• _Page text_:
So the trio of jungle cruisers set off on trip that will find them face numerous Disneyfied obstacles. A cartoonishly Italian accented Paul Giamatti attempts to stop the journey before it can begin, an even more cartoonishly German Jesse Plemons chases down Frank’s boat with a submarine and that’s before the group even leaves town. The closer the Houghtons get to their destination, the more nonsensical the threats become.
None of that is to say that Jungle Cruise lacks entertainment. Its exaggerated campiness is part of the charm. Inspired as they may claim to have been by The African Queen, Disney could never make that film. Instead director Jaume Collet-Serra and his team leaned into the silliness inherent in a film about miracle petals and cursed conquistadors. Jungle Cruise, to mixed effect co-opts the spirit of Pirates of the Caribbean and The Mummy. Big, brash adventures with a fantasy flourish. For most of the overlong runtime it sort of works.

• _Supplied information_:
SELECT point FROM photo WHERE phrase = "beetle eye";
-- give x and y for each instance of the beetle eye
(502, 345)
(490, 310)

• _The request_: Quote the passage of the Jungle Cruise review that opens with the words containing "None of that" and closes with "sort of works.", reproducing it word for word.

• _Output below_:
None of that is to say that Jungle Cruise lacks entertainment. Its exaggerated campiness is part of the charm. Inspired as they may claim to have been by The African Queen, Disney could never make that film. Instead director Jaume Collet-Serra and his team leaned into the silliness inherent in a film about miracle petals and cursed conquistadors. Jungle Cruise, to mixed effect co-opts the spirit of Pirates of the Caribbean and The Mummy. Big, brash adventures with a fantasy flourish. For most of the overlong runtime it sort of works.